(Referring expression pointing data)
..............................
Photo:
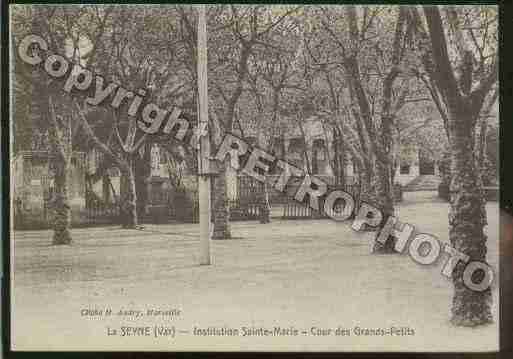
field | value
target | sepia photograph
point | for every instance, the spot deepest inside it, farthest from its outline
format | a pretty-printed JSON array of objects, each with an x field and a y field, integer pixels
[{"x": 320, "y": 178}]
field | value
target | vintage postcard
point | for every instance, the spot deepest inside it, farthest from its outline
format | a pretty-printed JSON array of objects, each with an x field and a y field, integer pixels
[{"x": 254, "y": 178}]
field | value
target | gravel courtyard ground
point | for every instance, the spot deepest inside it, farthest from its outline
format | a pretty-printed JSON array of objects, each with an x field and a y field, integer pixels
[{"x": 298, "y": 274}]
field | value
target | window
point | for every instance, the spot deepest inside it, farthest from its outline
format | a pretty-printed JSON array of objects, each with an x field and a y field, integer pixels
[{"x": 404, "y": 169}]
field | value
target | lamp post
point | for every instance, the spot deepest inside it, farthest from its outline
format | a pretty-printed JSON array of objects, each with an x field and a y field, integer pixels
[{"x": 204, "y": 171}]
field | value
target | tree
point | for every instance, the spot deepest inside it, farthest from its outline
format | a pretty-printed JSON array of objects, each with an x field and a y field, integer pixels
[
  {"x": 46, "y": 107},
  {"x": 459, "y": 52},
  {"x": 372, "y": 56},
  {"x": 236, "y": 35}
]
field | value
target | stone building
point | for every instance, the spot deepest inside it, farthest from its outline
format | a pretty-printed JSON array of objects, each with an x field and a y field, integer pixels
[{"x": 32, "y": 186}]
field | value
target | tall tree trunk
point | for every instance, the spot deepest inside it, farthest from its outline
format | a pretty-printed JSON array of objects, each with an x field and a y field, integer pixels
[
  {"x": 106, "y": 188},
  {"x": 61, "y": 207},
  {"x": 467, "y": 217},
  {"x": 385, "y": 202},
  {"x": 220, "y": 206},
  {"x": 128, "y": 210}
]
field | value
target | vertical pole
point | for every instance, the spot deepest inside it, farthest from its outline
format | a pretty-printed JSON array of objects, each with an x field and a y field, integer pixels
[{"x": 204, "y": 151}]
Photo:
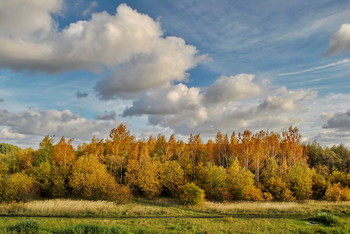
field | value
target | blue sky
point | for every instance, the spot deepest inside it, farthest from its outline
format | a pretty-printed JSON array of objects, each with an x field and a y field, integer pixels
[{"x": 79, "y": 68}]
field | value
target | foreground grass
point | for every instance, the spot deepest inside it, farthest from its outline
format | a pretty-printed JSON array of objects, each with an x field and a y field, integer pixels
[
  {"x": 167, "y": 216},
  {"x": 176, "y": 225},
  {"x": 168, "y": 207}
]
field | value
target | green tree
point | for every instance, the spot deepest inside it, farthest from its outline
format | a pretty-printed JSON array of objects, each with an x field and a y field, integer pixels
..............................
§ **Problem description**: The images are to be left out while the entries are written out exactly.

§ **Solution to this exercise**:
Photo:
field | value
target | sepia photograph
point | for every instance, the spot deepest inside it, farthest from its outline
format | a pretty-printed JSON array of objects, each with an x field and a y field, integer pixels
[{"x": 320, "y": 178}]
field | value
target | vintage postcard
point | for every instance, the spot deepest inside it, farthest from its outline
format | a pretty-printed JSON array of objects, each with an x field and a y field, integer pixels
[{"x": 254, "y": 178}]
field | value
target | gravel courtyard ground
point | for every instance, the spot deepest inside it, farthest from its outline
format | a pretty-printed JSON array of objects, each with an x field and a y field, integer pixels
[{"x": 298, "y": 274}]
field | value
target | window
point | for every instance, the spot deepest inside it, farthest from its outline
format | a pretty-printed JSON array of objects, each with an x field and a y field, integer pixels
[{"x": 404, "y": 169}]
field | value
target | lamp post
point | for every instance, the spot deepest inside it, farthest from its outline
format | a pretty-printed JSON array of objects, each with an x field and a y field, integer pixels
[{"x": 204, "y": 171}]
field | value
target | tree
point | for every instance, the spot deepest inside it, farthest from its outline
format | a pretty-printed JSON array of objects, each with an x field and a y field, integer pixels
[
  {"x": 46, "y": 107},
  {"x": 459, "y": 52},
  {"x": 372, "y": 56},
  {"x": 236, "y": 35}
]
field | value
target | stone building
point | for every instance, the spot deepest inside it, farthest from its outline
format | a pretty-printed JSON array of objects, each with an x field and a y field, integer pixels
[{"x": 32, "y": 186}]
field | value
target | tall tree trunk
point | for every instance, the spot deepest inside it, farthest from its outline
format | a pretty-printed JSON array of objects, each with an x field and a y field, integer pixels
[
  {"x": 106, "y": 188},
  {"x": 61, "y": 207},
  {"x": 467, "y": 217},
  {"x": 385, "y": 202},
  {"x": 220, "y": 206},
  {"x": 128, "y": 210}
]
field | value
target | vertical pole
point | for every instance, the spot deepest inside it, farthest from its outline
format | a pretty-printed JSON array of objects, each with an x field and a y field, integer pixels
[{"x": 204, "y": 151}]
Photo:
field | value
target | blue sky
point | for every instance, the spot deepest inside it, farthest from its outline
format | a pretty-printed JSON array of objects, each with an x field and a y field, integer pixels
[{"x": 79, "y": 68}]
field | value
target | foreground grass
point | for every instance, the spot deepest inside it, farthest from its outline
format | a pretty-printed JSON array of objects, each with an x field and a y field, integer pixels
[
  {"x": 167, "y": 216},
  {"x": 176, "y": 225},
  {"x": 168, "y": 207}
]
field | value
target | green tree
point | for every instance, the spot deepest inside it, farthest from its outline
format | a pretty-printed JSON array of objects, each with an x field and a y field, integer pixels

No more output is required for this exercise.